任务要求 —
从下面的记录中挑出所有包含字符串“gray”的行，并将这些行逐一原样抄出。匹配时区分大小写。

源数据 —

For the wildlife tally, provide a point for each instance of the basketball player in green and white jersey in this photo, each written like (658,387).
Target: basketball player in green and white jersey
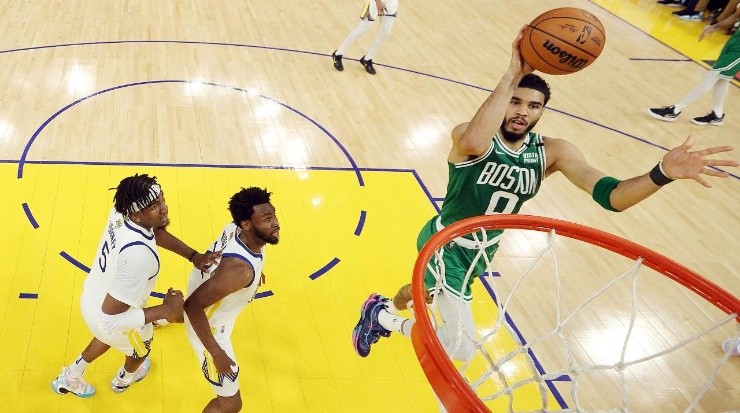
(496,164)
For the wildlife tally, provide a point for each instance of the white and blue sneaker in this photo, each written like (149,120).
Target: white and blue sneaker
(65,383)
(119,385)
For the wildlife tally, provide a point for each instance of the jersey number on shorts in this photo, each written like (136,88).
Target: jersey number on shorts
(102,261)
(502,203)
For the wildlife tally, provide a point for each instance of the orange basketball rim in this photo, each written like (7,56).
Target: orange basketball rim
(448,384)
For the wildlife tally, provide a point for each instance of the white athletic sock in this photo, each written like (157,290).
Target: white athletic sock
(125,376)
(354,35)
(720,93)
(77,368)
(392,322)
(706,83)
(386,24)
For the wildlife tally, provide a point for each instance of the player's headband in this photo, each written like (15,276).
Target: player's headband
(145,200)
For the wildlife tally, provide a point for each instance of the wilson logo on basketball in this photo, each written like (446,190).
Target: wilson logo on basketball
(565,57)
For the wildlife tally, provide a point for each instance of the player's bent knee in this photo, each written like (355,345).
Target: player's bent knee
(231,404)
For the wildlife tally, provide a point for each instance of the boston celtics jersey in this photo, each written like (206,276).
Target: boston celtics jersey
(498,182)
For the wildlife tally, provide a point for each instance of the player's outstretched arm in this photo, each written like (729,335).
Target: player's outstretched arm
(231,275)
(170,242)
(474,138)
(680,163)
(616,195)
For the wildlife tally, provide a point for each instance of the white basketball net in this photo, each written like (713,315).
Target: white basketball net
(494,382)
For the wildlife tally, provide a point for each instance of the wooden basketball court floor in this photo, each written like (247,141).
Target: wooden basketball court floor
(210,97)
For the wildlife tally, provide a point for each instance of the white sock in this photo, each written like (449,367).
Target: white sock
(77,368)
(386,24)
(354,35)
(125,376)
(706,83)
(392,322)
(720,93)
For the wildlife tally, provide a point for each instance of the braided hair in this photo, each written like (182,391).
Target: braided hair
(241,205)
(135,193)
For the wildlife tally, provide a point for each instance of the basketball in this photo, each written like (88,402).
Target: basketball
(563,41)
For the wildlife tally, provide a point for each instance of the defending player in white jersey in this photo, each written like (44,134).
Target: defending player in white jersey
(215,299)
(120,281)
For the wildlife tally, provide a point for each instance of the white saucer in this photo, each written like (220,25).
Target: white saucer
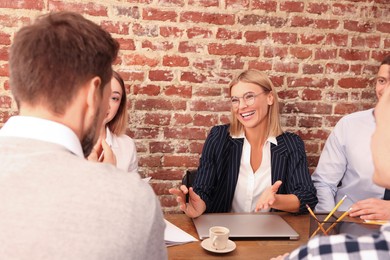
(206,244)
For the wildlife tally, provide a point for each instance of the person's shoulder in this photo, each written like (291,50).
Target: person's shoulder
(220,130)
(289,136)
(359,115)
(117,182)
(290,140)
(123,138)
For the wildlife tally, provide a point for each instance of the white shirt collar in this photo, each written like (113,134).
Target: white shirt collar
(43,130)
(271,139)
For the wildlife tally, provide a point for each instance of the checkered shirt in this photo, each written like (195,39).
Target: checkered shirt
(343,246)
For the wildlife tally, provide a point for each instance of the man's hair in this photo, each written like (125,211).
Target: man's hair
(118,124)
(264,83)
(52,58)
(386,60)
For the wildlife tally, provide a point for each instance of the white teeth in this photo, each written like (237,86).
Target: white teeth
(247,114)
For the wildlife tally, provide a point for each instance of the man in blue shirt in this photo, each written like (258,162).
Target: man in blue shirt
(345,166)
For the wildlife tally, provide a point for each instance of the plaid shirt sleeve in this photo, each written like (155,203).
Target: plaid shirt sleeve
(375,246)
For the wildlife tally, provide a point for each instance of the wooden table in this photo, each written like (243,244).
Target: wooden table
(246,249)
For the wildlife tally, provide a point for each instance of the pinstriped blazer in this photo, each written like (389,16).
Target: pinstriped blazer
(219,166)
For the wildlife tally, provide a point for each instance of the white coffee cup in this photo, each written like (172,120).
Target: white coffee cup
(219,237)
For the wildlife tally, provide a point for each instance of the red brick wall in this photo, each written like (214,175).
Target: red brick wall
(177,57)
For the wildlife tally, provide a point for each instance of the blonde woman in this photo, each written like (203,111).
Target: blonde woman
(113,134)
(250,164)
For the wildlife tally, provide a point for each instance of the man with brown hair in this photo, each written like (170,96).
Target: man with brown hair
(54,204)
(346,167)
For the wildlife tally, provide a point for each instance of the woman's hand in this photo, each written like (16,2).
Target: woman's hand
(195,206)
(102,152)
(268,198)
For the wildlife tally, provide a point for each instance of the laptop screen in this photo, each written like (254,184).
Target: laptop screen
(246,225)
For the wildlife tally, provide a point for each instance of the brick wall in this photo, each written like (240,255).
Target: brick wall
(178,56)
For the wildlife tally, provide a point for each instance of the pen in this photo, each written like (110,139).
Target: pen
(338,220)
(101,157)
(330,214)
(314,216)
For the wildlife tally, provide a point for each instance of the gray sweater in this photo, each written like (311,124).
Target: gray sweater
(55,205)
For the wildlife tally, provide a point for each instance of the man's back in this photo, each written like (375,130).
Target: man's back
(55,205)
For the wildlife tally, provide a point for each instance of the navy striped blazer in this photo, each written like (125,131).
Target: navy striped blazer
(219,166)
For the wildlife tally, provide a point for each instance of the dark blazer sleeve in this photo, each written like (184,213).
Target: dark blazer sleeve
(289,164)
(217,173)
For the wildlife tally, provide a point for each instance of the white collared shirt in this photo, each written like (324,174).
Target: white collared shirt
(250,185)
(125,151)
(42,130)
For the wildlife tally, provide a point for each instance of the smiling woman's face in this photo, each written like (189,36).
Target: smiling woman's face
(115,100)
(253,115)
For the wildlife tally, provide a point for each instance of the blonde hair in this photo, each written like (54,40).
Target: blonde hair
(262,80)
(118,124)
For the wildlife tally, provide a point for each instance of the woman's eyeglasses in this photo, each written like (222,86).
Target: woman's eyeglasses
(249,99)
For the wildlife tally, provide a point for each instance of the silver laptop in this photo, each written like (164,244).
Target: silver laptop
(246,225)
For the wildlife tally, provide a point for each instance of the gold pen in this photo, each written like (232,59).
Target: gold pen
(338,220)
(330,214)
(318,222)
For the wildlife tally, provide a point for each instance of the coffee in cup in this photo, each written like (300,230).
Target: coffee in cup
(219,237)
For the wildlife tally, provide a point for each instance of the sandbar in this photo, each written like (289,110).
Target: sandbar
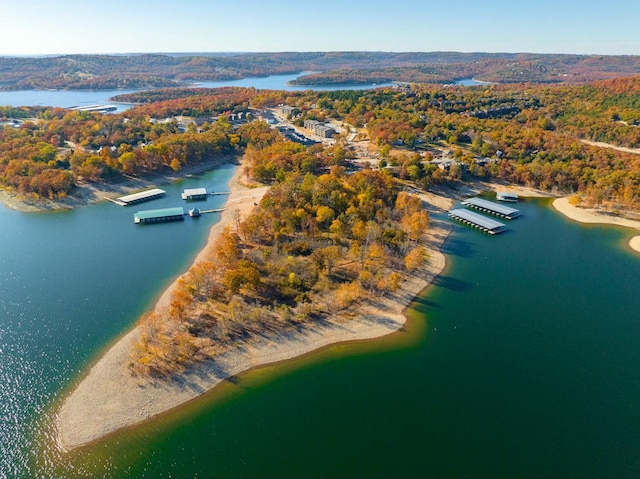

本题结果 —
For the wildlife tally, provide a point for each instance of the gray sweater in this photo, each written like (311,124).
Target: gray sweater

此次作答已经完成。